:: Aim ::
Pull out every line of the records below that contains the word "small", and copy each one unchanged.

:: Input ::

==========

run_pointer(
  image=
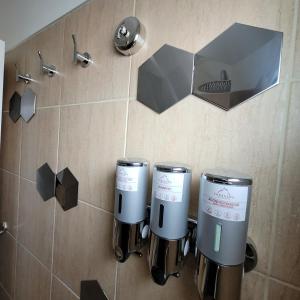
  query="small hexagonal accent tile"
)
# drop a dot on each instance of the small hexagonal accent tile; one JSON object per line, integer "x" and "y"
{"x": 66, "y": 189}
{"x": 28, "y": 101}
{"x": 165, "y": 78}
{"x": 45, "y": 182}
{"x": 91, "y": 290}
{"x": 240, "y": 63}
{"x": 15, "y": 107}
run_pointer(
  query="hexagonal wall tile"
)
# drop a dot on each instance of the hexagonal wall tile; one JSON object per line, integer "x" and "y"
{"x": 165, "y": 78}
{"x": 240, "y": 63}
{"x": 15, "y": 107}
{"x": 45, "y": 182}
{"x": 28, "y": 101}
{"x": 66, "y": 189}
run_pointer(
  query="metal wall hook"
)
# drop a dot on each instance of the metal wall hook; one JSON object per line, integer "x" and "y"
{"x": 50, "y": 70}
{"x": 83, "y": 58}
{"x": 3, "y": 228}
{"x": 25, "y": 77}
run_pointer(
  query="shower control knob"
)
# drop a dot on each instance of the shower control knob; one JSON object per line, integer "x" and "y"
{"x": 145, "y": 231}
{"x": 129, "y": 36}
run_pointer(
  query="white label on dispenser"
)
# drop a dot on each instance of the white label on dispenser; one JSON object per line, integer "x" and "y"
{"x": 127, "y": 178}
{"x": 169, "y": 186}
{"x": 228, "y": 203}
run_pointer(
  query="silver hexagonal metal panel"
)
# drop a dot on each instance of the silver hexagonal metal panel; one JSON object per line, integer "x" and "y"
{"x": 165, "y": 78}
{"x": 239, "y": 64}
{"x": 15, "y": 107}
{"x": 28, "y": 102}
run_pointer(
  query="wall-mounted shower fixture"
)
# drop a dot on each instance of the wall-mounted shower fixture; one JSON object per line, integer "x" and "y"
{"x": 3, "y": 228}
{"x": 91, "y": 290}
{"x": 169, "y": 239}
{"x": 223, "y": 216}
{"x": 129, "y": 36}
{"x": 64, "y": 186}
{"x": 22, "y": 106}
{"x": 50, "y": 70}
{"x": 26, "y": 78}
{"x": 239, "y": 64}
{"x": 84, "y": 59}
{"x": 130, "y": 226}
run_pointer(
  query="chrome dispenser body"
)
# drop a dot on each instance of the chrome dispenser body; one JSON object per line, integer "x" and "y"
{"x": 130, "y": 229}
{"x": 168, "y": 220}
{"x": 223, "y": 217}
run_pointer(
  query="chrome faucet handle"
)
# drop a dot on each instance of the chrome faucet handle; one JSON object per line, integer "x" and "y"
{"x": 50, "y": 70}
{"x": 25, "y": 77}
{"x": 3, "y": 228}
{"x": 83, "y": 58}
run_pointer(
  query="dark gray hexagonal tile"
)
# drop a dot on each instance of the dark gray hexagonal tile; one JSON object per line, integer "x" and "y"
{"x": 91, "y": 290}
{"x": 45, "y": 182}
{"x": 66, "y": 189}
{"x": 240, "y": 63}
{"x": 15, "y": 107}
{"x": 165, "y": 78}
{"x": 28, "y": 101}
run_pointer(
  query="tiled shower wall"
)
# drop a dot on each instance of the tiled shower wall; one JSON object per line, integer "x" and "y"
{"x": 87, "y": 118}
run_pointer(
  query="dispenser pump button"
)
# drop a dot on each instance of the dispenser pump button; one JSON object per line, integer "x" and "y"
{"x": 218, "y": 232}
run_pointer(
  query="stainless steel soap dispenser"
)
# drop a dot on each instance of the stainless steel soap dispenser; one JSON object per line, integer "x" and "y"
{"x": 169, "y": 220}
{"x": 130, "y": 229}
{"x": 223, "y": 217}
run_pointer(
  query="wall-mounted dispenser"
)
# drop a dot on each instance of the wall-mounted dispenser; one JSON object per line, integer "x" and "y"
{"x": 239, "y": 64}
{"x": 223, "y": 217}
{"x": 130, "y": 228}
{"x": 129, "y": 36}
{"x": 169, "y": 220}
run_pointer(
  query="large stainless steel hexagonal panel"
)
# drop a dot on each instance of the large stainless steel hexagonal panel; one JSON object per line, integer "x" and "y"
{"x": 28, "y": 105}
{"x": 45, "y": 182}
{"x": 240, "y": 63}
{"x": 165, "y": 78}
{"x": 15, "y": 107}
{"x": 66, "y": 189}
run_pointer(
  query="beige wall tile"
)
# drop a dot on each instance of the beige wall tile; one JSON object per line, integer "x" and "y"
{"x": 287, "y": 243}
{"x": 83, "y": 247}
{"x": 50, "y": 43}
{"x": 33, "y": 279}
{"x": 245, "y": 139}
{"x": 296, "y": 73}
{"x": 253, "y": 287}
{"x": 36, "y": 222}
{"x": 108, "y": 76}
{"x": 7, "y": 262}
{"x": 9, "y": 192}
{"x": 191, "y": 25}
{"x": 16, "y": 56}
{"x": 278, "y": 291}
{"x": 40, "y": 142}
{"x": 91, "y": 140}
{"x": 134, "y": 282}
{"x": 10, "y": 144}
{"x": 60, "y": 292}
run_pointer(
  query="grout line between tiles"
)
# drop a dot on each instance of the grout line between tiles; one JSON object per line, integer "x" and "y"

==========

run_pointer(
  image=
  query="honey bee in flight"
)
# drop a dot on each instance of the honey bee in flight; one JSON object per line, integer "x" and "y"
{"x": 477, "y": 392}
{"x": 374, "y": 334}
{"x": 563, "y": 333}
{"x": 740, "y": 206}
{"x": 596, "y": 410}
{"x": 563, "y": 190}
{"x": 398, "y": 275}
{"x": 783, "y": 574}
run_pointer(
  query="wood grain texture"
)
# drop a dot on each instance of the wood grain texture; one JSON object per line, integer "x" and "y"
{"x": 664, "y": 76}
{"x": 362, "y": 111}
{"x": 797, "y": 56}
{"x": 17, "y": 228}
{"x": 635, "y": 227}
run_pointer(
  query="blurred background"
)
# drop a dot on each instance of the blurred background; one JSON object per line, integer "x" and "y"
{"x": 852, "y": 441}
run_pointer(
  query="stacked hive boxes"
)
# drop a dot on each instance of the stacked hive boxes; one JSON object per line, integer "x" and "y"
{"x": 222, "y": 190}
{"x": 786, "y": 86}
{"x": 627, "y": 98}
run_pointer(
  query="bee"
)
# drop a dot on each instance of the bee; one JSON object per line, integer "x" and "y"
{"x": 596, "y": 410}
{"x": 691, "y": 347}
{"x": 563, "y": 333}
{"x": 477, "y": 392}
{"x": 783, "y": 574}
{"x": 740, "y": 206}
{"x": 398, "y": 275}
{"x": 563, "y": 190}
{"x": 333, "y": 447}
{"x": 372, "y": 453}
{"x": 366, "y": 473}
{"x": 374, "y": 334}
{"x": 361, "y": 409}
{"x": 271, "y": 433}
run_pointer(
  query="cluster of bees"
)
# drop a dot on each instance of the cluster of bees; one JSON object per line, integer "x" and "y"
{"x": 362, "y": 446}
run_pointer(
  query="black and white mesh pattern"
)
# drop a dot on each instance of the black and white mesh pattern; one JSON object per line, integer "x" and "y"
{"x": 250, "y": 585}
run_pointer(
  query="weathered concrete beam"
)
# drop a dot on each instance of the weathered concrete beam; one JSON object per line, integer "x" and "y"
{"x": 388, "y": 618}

==========

:: Solution to this problem ::
  query="small hexagonal accent tile"
# drop a dot on each instance of the small hexagonal accent tile; one JSON object per line, integer "x" and "y"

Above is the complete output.